▶

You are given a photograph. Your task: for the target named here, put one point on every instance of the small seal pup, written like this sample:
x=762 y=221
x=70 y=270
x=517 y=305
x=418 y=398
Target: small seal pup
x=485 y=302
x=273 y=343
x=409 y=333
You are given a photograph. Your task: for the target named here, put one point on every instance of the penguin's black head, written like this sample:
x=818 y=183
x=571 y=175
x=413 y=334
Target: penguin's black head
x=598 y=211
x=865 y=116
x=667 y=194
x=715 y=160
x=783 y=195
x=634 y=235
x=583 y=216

◀
▶

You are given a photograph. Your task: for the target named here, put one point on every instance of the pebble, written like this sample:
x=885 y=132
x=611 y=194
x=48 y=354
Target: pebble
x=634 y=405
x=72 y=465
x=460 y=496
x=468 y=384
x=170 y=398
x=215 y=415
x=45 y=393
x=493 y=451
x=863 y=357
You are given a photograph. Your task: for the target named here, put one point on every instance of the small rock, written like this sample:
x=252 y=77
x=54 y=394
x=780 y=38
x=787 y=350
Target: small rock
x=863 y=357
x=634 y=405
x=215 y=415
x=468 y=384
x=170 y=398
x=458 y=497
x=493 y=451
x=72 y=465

◀
▶

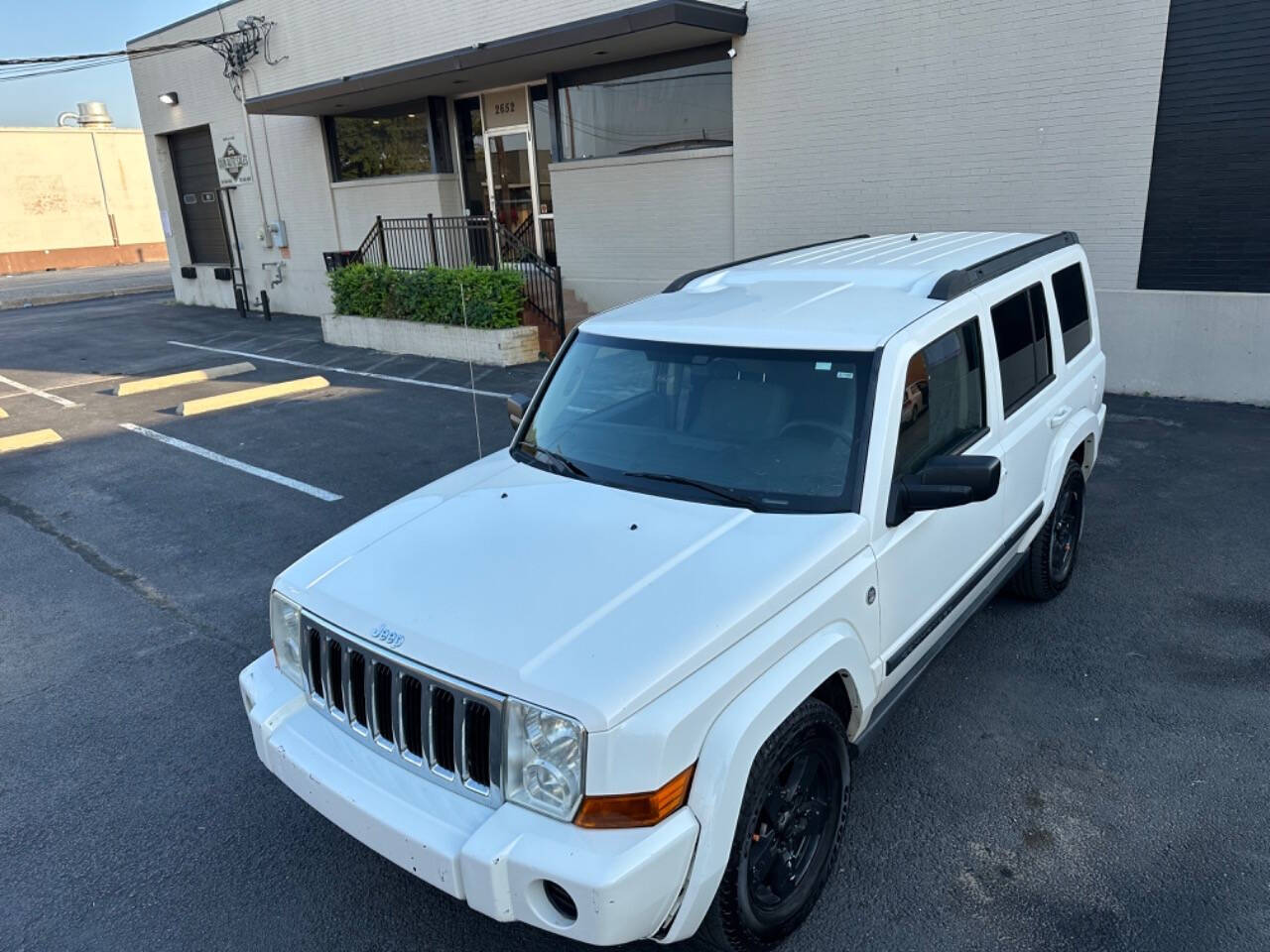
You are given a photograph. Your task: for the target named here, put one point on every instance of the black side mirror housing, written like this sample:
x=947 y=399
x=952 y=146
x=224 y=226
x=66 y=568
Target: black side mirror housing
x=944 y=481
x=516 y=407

◀

Stated problem
Repeat the material word for word, from the line containing "the small seal" to the line containing "x=583 y=216", including both of those lines.

Answer below
You are given a photograph. Your task: for the target named here, put one point on every instance of the small seal pup, written like this sample:
x=762 y=221
x=70 y=270
x=517 y=305
x=418 y=398
Target: small seal pup
x=485 y=302
x=273 y=343
x=409 y=333
You are given a photograph. Your task: for the target named here, put one point on every instance of the penguin's black head, written like this sample:
x=818 y=183
x=571 y=175
x=413 y=334
Target: penguin's black head
x=598 y=211
x=865 y=116
x=667 y=194
x=715 y=160
x=783 y=195
x=634 y=235
x=583 y=216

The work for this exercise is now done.